══ Material shown ══
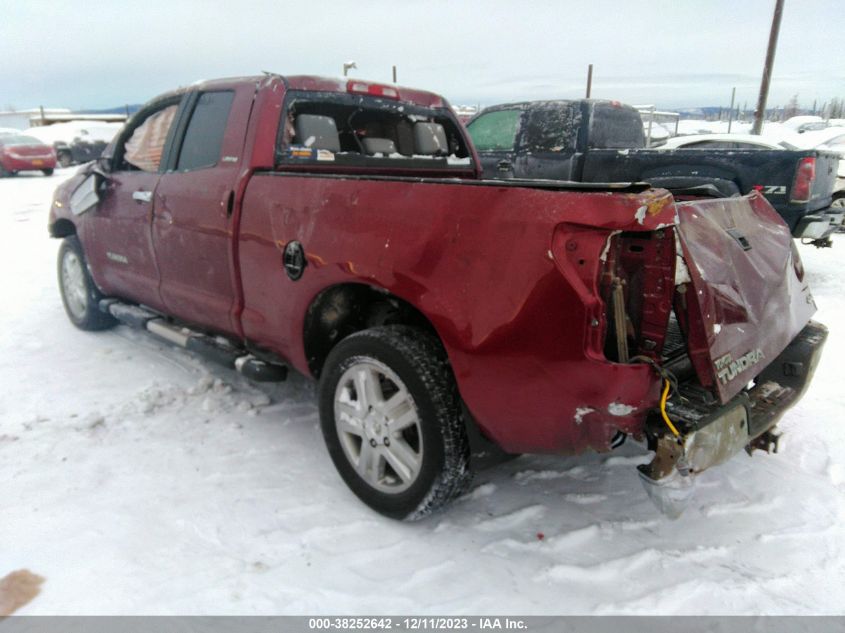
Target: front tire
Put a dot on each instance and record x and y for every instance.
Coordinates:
(80, 295)
(391, 418)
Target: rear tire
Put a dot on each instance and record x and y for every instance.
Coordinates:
(392, 421)
(80, 295)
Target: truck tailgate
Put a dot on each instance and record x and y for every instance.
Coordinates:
(748, 299)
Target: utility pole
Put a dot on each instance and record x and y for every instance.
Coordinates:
(731, 113)
(767, 69)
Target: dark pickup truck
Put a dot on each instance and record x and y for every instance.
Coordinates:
(602, 141)
(342, 229)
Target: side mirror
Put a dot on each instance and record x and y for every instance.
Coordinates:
(103, 166)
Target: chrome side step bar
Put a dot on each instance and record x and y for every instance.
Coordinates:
(217, 349)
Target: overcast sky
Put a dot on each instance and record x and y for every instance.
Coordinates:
(670, 53)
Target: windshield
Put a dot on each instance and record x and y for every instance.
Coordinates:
(21, 140)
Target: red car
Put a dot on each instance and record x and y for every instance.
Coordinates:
(25, 153)
(342, 229)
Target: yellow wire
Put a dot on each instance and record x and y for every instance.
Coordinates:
(663, 410)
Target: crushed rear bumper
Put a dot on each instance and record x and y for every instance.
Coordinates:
(711, 432)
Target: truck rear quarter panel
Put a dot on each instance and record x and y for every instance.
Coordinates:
(511, 294)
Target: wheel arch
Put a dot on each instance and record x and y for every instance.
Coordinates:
(343, 309)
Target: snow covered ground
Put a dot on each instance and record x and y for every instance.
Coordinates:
(139, 479)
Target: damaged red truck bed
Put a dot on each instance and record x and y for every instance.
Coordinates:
(342, 229)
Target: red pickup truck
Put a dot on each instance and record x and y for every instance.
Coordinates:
(342, 228)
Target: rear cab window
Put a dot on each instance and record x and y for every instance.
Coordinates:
(495, 131)
(204, 136)
(614, 126)
(553, 130)
(338, 131)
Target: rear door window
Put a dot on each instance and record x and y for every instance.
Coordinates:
(495, 130)
(144, 148)
(204, 136)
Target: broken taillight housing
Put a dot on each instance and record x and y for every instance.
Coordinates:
(804, 177)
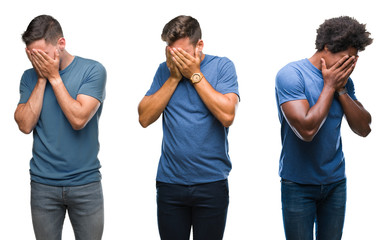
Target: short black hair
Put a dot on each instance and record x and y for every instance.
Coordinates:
(338, 34)
(43, 27)
(181, 27)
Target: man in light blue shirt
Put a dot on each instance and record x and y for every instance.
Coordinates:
(197, 95)
(61, 100)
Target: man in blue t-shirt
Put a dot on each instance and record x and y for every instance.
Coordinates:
(61, 100)
(197, 95)
(312, 96)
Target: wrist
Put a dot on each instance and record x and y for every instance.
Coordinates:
(55, 80)
(196, 77)
(341, 91)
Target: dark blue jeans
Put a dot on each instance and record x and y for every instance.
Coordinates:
(304, 205)
(203, 206)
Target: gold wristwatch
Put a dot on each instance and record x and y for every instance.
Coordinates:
(196, 77)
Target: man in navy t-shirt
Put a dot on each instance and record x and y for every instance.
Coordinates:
(197, 95)
(312, 96)
(61, 100)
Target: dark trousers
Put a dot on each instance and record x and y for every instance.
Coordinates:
(203, 206)
(304, 205)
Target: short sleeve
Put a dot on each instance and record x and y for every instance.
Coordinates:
(227, 78)
(351, 89)
(289, 85)
(95, 82)
(161, 75)
(27, 84)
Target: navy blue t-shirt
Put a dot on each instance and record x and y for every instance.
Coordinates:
(194, 146)
(320, 161)
(63, 156)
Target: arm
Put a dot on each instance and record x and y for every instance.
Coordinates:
(79, 111)
(27, 114)
(357, 117)
(222, 106)
(305, 120)
(151, 107)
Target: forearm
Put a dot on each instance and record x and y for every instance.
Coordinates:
(357, 117)
(77, 114)
(306, 121)
(222, 106)
(151, 107)
(27, 114)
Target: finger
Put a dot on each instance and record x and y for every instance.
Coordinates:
(340, 62)
(45, 56)
(348, 63)
(182, 55)
(198, 54)
(176, 58)
(323, 65)
(37, 56)
(28, 53)
(56, 55)
(185, 56)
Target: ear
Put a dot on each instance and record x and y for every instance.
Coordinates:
(61, 44)
(200, 45)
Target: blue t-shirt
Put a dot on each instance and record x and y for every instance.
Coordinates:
(320, 161)
(194, 146)
(63, 156)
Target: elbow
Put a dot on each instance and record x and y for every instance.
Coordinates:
(25, 130)
(143, 122)
(78, 124)
(228, 120)
(365, 132)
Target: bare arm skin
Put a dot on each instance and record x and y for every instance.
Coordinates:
(306, 121)
(222, 106)
(357, 117)
(27, 114)
(151, 107)
(79, 111)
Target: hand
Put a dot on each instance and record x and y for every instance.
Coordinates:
(336, 76)
(39, 74)
(174, 72)
(187, 64)
(48, 67)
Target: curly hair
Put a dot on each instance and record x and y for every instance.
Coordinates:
(338, 34)
(43, 27)
(181, 27)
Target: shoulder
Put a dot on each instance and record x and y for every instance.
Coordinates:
(89, 64)
(29, 76)
(220, 61)
(290, 72)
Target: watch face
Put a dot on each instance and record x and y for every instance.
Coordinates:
(196, 77)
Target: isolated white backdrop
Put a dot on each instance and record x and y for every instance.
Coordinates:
(260, 37)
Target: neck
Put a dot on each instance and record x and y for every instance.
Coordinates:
(65, 60)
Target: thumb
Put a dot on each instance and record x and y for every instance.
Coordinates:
(198, 54)
(57, 54)
(323, 65)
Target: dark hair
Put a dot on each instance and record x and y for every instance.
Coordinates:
(181, 27)
(340, 33)
(43, 27)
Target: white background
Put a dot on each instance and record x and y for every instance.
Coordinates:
(260, 38)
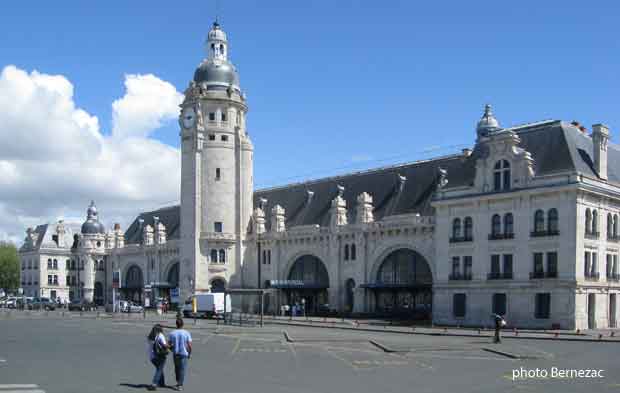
═══
» **Exercise objective**
Drop every image, please, and write out the data above exactly as shown.

» **Written response**
Target: front tire
Put a dot on each instance and record x and y for every instance.
Coordinates:
(80, 295)
(391, 418)
Target: rear tire
Put a dot on each instance and record x and y for every instance.
Coordinates:
(392, 421)
(80, 295)
Target: truck tailgate
Put a dot on each instance and record x and y for every instance.
Coordinates:
(748, 299)
Target: utility pole
Put a dot on each instance and record x and y for every instance.
Coordinates:
(731, 113)
(767, 69)
Target: dark pickup truck
Put a dot on each instance and record x and y for every instance.
Coordinates:
(602, 141)
(342, 229)
Target: side mirror
Put a dot on each instance and record x and y for every instance.
Coordinates:
(103, 166)
Target: chrome side step bar
Put a dot on each instance and record x and y for every instance.
Coordinates:
(217, 349)
Target: overcast sky
Put a dot on each instance and record x and y for every instance.
Coordinates:
(670, 53)
Target: windshield
Put a dot on each instance and record x and y for every instance.
Coordinates:
(21, 140)
Target: red car
Put a dot on each instance and record x and y for every instance.
Coordinates:
(25, 153)
(342, 229)
Target: yellow wire
Put a dot on each instance and record x and y for every instance.
Coordinates:
(663, 410)
Target: crushed rear bumper
Put a dot on each instance and record x and y for every instance.
Coordinates:
(711, 432)
Target: truck rear quarter panel
Put a dot on each instance and record x and y for every instance.
Coordinates:
(511, 294)
Target: wheel arch
Put a dot on each instance and record x and y for every instance.
Coordinates:
(343, 309)
Target: snow covered ground
Put a dot on each instance and record x and y for every instance.
Coordinates:
(139, 479)
Target: damaged red truck bed
Put a dot on each instance and record x and y for every instance.
Coordinates:
(342, 229)
Target: red pickup truck
Put a dot on each instance and record x and y for every instance.
Coordinates:
(342, 228)
Target: rear cab window
Put a dot on each instance and record x and y for every instance.
Coordinates:
(495, 131)
(204, 136)
(614, 126)
(553, 130)
(338, 131)
Target: rear door window
Put a dot on each instance and record x and y for every instance.
Coordinates:
(495, 130)
(144, 148)
(204, 136)
Target: broken taillight housing
Put a dot on each instance and record x and y for every instance.
Coordinates:
(804, 177)
Target: short black hair
Put a dot on each instance and record x and y for every instance.
Coordinates:
(338, 34)
(43, 27)
(181, 27)
Target: man in light blue shirt
Put a dot on each instance and record x and y for every instance.
Coordinates:
(197, 95)
(61, 100)
Target: man in blue t-shirt
Put a dot on each instance and record x and y for every instance.
Coordinates:
(61, 100)
(197, 95)
(312, 96)
Target: wrist
Put a dot on each instance and record x and y for every instance.
Coordinates:
(55, 80)
(196, 77)
(341, 91)
Target: dark blue jeans
Put a dot on each instance and record x and y for every instance.
Coordinates:
(304, 205)
(203, 206)
Target: gold wristwatch
Put a dot on each instance and record x and y for every instance.
Coordinates:
(196, 77)
Target: man in navy t-shirt
Put a dot on each instance and record x and y for every instance.
Coordinates:
(197, 95)
(312, 96)
(61, 100)
Target: dark trousers
Put a dot on each instance and record x and y for every instance.
Coordinates:
(203, 206)
(304, 205)
Target: short sleeve
Put a dot on each instance and record x and y for every instance.
Coordinates:
(227, 78)
(351, 89)
(289, 85)
(95, 82)
(161, 75)
(27, 84)
Target: navy blue t-shirt
Put a dot on each instance and record x and y for every instance.
Coordinates:
(194, 146)
(320, 161)
(63, 156)
Target: arm
Put a dot on each instance and record x and y for every instance.
Coordinates:
(79, 111)
(27, 114)
(357, 117)
(222, 106)
(305, 120)
(151, 107)
Target: forearm
Put a dot on each instance and record x and y for every instance.
Coordinates:
(357, 117)
(77, 114)
(306, 121)
(222, 106)
(151, 107)
(27, 114)
Target: finger
Put a dot on each instance and record x and y for every instance.
Coordinates:
(340, 62)
(45, 56)
(348, 63)
(182, 55)
(198, 54)
(176, 58)
(323, 65)
(37, 56)
(28, 53)
(56, 55)
(185, 56)
Target: ear
Put a dot on each instance and record x and y for every instance.
Coordinates:
(61, 44)
(200, 45)
Target: blue t-shirt
Put a dot on each instance and record x and y for every instance.
Coordinates:
(320, 161)
(194, 146)
(63, 156)
Target: elbow
Put a dot on each instance and record x and y for every instance.
Coordinates:
(25, 130)
(143, 122)
(78, 124)
(228, 120)
(365, 132)
Target: bare arm skin
Put a dot on each instance and record x and y for every instance.
Coordinates:
(306, 121)
(222, 106)
(357, 117)
(27, 114)
(151, 107)
(79, 111)
Target: hand
Put a dot on each instance and record x and y for every instance.
Coordinates:
(336, 76)
(39, 74)
(174, 72)
(187, 64)
(48, 67)
Target: curly hair
Put a dot on each instance and record x and y for every instance.
Coordinates:
(338, 34)
(43, 27)
(181, 27)
Target: shoulder
Put a dot on each instance and record x and y for every instance.
Coordinates:
(89, 64)
(29, 76)
(220, 61)
(290, 72)
Target: watch face
Put a dot on each instance and record x and y for every instance.
Coordinates:
(196, 77)
Target: isolated white backdrop
Put a dot on each instance and record x and y for every instance.
Coordinates:
(260, 37)
Target: neck
Put a dot on each instance and record x and y for every instance.
Coordinates:
(65, 60)
Target: thumb
Put a dot on each instance and record x and y for every instance.
Coordinates:
(198, 54)
(57, 54)
(323, 65)
Target: dark hair
Put a dot on each instance and record x and y for every instance.
Coordinates:
(181, 27)
(340, 33)
(43, 27)
Target: white background
Put a dot on each instance and record x and y for every instance.
Coordinates:
(260, 38)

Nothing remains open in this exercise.